## TASK DETAILS
Please transcribe the data that follows, keeping every line exact.

## THE INPUT
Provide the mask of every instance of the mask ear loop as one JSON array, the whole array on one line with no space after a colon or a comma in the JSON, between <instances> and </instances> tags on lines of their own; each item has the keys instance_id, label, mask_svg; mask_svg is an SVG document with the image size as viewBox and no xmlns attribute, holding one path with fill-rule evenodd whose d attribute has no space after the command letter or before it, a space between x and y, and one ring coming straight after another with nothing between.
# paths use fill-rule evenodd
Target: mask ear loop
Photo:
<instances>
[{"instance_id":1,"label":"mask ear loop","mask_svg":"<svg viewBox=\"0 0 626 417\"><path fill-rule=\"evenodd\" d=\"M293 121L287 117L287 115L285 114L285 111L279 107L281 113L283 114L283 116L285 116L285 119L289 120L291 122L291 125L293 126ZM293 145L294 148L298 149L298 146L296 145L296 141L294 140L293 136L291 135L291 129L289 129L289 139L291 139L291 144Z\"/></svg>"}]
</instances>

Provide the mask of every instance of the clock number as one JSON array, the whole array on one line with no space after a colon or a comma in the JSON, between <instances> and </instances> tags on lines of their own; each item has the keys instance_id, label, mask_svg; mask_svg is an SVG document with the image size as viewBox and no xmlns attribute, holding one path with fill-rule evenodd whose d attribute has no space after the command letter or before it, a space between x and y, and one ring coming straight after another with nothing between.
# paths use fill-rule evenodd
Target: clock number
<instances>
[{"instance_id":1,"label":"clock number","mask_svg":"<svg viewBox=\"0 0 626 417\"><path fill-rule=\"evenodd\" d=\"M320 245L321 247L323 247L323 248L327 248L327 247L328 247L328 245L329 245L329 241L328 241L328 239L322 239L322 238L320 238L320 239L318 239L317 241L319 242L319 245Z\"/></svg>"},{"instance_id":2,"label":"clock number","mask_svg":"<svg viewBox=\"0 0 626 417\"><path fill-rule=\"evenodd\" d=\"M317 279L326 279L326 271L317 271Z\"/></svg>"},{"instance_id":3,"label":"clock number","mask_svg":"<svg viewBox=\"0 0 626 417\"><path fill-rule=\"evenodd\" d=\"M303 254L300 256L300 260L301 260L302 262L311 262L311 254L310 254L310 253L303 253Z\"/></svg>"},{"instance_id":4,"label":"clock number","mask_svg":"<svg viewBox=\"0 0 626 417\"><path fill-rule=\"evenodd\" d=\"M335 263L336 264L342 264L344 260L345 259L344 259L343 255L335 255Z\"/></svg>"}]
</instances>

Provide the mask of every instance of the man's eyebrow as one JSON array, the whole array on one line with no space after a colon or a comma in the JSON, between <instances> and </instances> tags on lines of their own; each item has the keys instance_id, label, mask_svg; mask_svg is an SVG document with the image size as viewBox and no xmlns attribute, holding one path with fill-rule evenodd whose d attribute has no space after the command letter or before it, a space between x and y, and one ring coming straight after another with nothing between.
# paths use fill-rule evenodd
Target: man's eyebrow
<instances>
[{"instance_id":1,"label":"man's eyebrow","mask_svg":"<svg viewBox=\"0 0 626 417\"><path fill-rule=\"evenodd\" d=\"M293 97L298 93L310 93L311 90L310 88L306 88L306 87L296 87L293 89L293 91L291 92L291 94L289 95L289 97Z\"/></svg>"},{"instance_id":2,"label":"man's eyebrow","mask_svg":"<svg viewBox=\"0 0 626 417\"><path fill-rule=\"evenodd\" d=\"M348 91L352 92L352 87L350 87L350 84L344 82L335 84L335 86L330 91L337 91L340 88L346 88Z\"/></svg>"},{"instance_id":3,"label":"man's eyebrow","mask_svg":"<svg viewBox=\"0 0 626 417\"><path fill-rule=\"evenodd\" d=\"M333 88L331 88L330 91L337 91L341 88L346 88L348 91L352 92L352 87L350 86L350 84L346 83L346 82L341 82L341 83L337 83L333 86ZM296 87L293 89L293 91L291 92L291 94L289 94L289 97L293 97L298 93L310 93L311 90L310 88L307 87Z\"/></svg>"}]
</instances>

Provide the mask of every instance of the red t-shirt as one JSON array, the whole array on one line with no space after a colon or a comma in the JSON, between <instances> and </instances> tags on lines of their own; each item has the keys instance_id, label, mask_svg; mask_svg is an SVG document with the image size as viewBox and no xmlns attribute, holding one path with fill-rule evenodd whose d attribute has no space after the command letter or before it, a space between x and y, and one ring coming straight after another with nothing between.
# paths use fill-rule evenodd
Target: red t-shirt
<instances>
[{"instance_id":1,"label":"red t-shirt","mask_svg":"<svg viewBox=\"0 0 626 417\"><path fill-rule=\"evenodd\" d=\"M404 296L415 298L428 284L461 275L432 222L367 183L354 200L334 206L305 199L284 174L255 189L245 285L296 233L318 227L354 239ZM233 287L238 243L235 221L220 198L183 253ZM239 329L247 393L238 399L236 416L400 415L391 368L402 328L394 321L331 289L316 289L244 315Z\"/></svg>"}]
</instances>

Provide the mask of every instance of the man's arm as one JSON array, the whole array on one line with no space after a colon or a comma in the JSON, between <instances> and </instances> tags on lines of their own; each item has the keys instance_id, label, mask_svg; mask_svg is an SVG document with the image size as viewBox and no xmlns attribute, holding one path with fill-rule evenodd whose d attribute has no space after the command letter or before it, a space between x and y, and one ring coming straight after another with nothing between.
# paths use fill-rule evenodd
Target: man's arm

## WRITTEN ANSWER
Provide the mask of every instance of the mask ear loop as one JSON array, the whole array on one line with no space after a colon or a comma in the JSON, between <instances> and </instances> tags on lines of their own; each item has the keys instance_id, label, mask_svg; mask_svg is an SVG document with the image size as viewBox and no xmlns attribute, holding one path with fill-rule evenodd whose d attribute has no space after the command letter or before it, a space between x and y, and one ring coming straight after another with nothing between.
# paths use fill-rule evenodd
Target: mask ear loop
Photo:
<instances>
[{"instance_id":1,"label":"mask ear loop","mask_svg":"<svg viewBox=\"0 0 626 417\"><path fill-rule=\"evenodd\" d=\"M293 121L287 117L287 115L285 114L285 111L279 107L281 113L283 114L283 116L285 116L285 119L289 120L291 122L291 125L293 126ZM293 145L294 148L298 149L298 146L296 145L296 141L294 140L293 136L291 135L291 129L289 129L289 139L291 139L291 144Z\"/></svg>"}]
</instances>

Provide the mask of every instance of the clock number as one JSON array, the whole array on one line with no space after a colon or a comma in the JSON, between <instances> and </instances> tags on lines of their own; each item has the keys instance_id, label, mask_svg; mask_svg is an SVG document with the image size as viewBox and no xmlns attribute, holding one path with fill-rule evenodd whose d attribute has no space after the command letter or before it, a space between x and y, and one ring coming straight after another with nothing between.
# paths use fill-rule evenodd
Target: clock number
<instances>
[{"instance_id":1,"label":"clock number","mask_svg":"<svg viewBox=\"0 0 626 417\"><path fill-rule=\"evenodd\" d=\"M320 245L321 247L323 247L323 248L327 248L327 247L328 247L328 245L329 245L329 241L328 241L328 239L322 239L322 238L320 238L320 239L318 239L317 241L319 242L319 245Z\"/></svg>"},{"instance_id":2,"label":"clock number","mask_svg":"<svg viewBox=\"0 0 626 417\"><path fill-rule=\"evenodd\" d=\"M317 279L326 279L326 271L317 271Z\"/></svg>"},{"instance_id":3,"label":"clock number","mask_svg":"<svg viewBox=\"0 0 626 417\"><path fill-rule=\"evenodd\" d=\"M303 254L300 256L300 260L301 260L302 262L311 262L311 254L310 254L310 253L303 253Z\"/></svg>"},{"instance_id":4,"label":"clock number","mask_svg":"<svg viewBox=\"0 0 626 417\"><path fill-rule=\"evenodd\" d=\"M335 263L336 264L342 264L344 260L345 259L344 259L343 255L335 255Z\"/></svg>"}]
</instances>

Provide the mask of every instance of the man's eyebrow as one JSON array, the whole array on one line with no space after a colon or a comma in the JSON, between <instances> and </instances> tags on lines of their own; each item has the keys instance_id, label, mask_svg; mask_svg is an SVG document with the image size as viewBox and no xmlns attribute, holding one path with fill-rule evenodd whose d attribute has no space after the command letter or before it, a space between x and y, and one ring coming straight after another with nothing between.
# paths use fill-rule evenodd
Target: man's eyebrow
<instances>
[{"instance_id":1,"label":"man's eyebrow","mask_svg":"<svg viewBox=\"0 0 626 417\"><path fill-rule=\"evenodd\" d=\"M293 97L298 93L310 93L311 90L310 88L306 88L306 87L296 87L293 89L293 91L291 92L291 94L289 95L289 97Z\"/></svg>"},{"instance_id":2,"label":"man's eyebrow","mask_svg":"<svg viewBox=\"0 0 626 417\"><path fill-rule=\"evenodd\" d=\"M348 91L352 92L352 87L350 87L350 84L344 82L335 84L335 86L330 91L337 91L340 88L346 88Z\"/></svg>"},{"instance_id":3,"label":"man's eyebrow","mask_svg":"<svg viewBox=\"0 0 626 417\"><path fill-rule=\"evenodd\" d=\"M333 88L331 88L330 91L337 91L341 88L346 88L348 91L352 92L352 87L350 86L350 84L346 83L346 82L341 82L341 83L337 83L333 86ZM296 87L293 89L293 91L291 92L291 94L289 94L289 97L293 97L298 93L310 93L311 90L310 88L307 87Z\"/></svg>"}]
</instances>

Provide the mask of every instance of the red t-shirt as one JSON array, the whole array on one line with no space after a colon or a comma in the JSON, between <instances> and </instances> tags on lines of their own; each item has the keys instance_id, label, mask_svg; mask_svg is an SVG document with the image size as viewBox and no xmlns attribute, holding one path with fill-rule evenodd whose d attribute has no space after the command letter or before it, a space between x and y, and one ring coming straight after another with nothing between.
# paths use fill-rule evenodd
Target: red t-shirt
<instances>
[{"instance_id":1,"label":"red t-shirt","mask_svg":"<svg viewBox=\"0 0 626 417\"><path fill-rule=\"evenodd\" d=\"M404 296L415 298L428 284L461 275L432 222L367 183L354 200L334 206L305 199L284 174L255 189L245 285L296 233L318 227L354 239ZM233 287L238 243L235 221L220 198L183 253ZM239 329L247 393L238 399L236 416L400 415L391 368L402 328L394 321L331 289L316 289L244 315Z\"/></svg>"}]
</instances>

Provide the mask of every instance of the man's arm as one JSON array, the whole array on one line with no space after a colon or a comma in the JSON, between <instances> and </instances> tags on lines of their own; each item has the keys instance_id, label, mask_svg; mask_svg is an SVG document with the image size as viewBox and no xmlns attribute, holding one path with fill-rule evenodd whose d attribute has no space after the command letter or before it, a space between x and y, and one ring coming straight after another with nothing between.
# paths use fill-rule evenodd
Target: man's arm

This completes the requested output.